======== Texte fourni ========

La preuve de Canplas concernant l'outrage au tribunal


[14]            Le 26 mai 2000, Eric Jakob, un représentant commercial indépendant de Canplas, se présenta comme il le fait régulièrement au magasin Matériaux Bonhomme Inc., à Hull (Québec). Ce magasin de Hull est l'un de huit points de vente appartenant à Les Entreprises P. Bonhomme Ltée. M. Jakob a témoigné qu'il avait remarqué des cheminées d'appel Novik parmi des cheminées d'appel DURAFLO. Le dôme des cheminées Novik avait une nouvelle forme, mais l'autocollant CUP fixé sous l'objet indiquait Novik Inc. et AIRFLO 50. Comme il croyait savoir à l'époque que Novik avait changé à la fois la forme et le nom de ses cheminées d'appel, et comme le produit qu'il voyait ne concordait pas avec ce qu'il savait, il acheta deux des cheminées Novik et les remit quelques jours plus tard à James McKee, directeur général des produits de ventilation de Canplas.

[15]            Le 15 août 2000, M. Jakob vit deux cheminées d'appel Novik exposées sur le mur du magasin Maple Building Products, à Richmond Hill (Ontario). L'une des cheminées était un modèle de 45 pouces carrés et l'autre un modèle de 50 pouces carrés. Il constata que ce dernier modèle était le produit AIRFLO 50 qui est en cause dans la présente instance. M. Jakob demanda s'il pouvait acheter l'une des cheminées AIRFLO 50, mais on lui répondit qu'il n'y en avait pas en stock. Durant son contre-interrogatoire, M. Jakob a déclaré qu'un employé lui avait dit que Maple Building Products ne vendait pas le modèle AIRFLO 50. Il n'a pas cherché à se renseigner sur le modèle AIRFLO 45.

========

Pouvez-vous poursuivre l'extrait sur la preuve de Canplas concernant l'outrage au tribunal à partir de sa dernière phrase ?

======== Données fournies ========

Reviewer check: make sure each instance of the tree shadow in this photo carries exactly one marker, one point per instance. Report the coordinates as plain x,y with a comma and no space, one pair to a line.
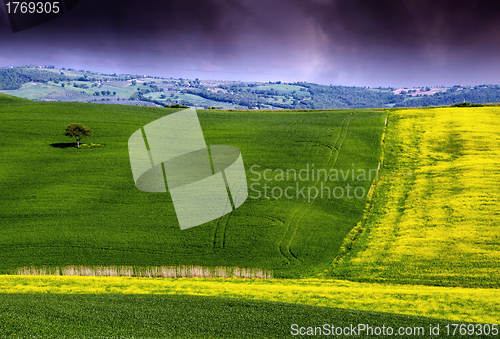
64,145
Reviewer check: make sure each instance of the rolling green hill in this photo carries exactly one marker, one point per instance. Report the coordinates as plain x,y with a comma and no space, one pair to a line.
66,206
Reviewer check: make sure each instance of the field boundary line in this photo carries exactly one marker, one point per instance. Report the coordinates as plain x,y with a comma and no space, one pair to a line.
294,223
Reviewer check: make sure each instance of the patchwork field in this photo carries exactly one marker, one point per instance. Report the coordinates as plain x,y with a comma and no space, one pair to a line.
319,214
436,209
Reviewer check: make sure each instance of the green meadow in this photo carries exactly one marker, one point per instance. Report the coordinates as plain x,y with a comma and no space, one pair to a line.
346,244
67,206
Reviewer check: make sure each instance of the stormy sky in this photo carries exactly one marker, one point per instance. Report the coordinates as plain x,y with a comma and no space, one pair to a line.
342,42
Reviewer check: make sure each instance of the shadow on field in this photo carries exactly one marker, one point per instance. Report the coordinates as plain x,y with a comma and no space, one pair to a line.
64,145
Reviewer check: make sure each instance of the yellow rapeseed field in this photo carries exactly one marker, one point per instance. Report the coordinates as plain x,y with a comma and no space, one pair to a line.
436,213
453,303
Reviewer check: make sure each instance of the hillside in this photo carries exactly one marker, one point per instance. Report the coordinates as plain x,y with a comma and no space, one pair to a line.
51,84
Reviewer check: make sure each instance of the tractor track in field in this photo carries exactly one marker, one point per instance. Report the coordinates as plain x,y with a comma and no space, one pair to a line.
284,245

========

» Réponse:
[16]            Durant son contre-interrogatoire, M. Jakob a reconnu qu'en février 2000, il avait vu une cheminée d'appel AIRFLO 50 exposée au magasin Matériaux Bonhomme, à Hull (Québec). Il a déclaré ne pas s'être informé de l'origine de la cheminée et ne pas avoir cherché à en acheter une. Il a cependant signalé à M. McKee que la cheminée était exposée. M. Jakob a aussi reconnu avoir vu le modèle AIRFLO 50 exposé au magasin Maple Building Products à un certain moment au cours des quatre premiers mois de 2000.


[17]            Le 20 septembre 2000, au cours d'une visite commerciale au magasin Prefab Homes & Garden Sheds, à Stittsville (Ontario), M. Jakob remarqua plusieurs boîtes de carton contenant entre 600 et 1 000 cheminées d'appel. Il constata qu'il s'agissait du produit AIRFLO 50.

[18]            Greg Oakley, un représentant commercial de Canplas, a témoigné qu'il avait acheté deux cheminées d'appel AIRFLO 50 au magasin S & S TIM-BR Mart, à Flesherton (Ontario), le 17 juillet 2000.

[19]            James McKee, directeur général de Canplas, a produit comme preuve une brochure de Home Hardware qu'il avait reçue en septembre 2000. La brochure contenait une publicité pour les « CHEMINÉES D'APPEL AIRFLO » . Le document publicitaire contient des illustrations des cheminées d'appel AIRFLO 50 et 45.

La preuve de Novik

[20]            M. Gaudreau, président et propriétaire de Novik, a témoigné qu'au printemps de 1999, en réponse à la demande du marché, Novik avait développé deux nouveaux modèles de cheminée d'appel en plastique : l'un était de forme carrée, le modèle AIRFLO 50, et l'autre était de forme pentagonale, le modèle AIRFLO 45.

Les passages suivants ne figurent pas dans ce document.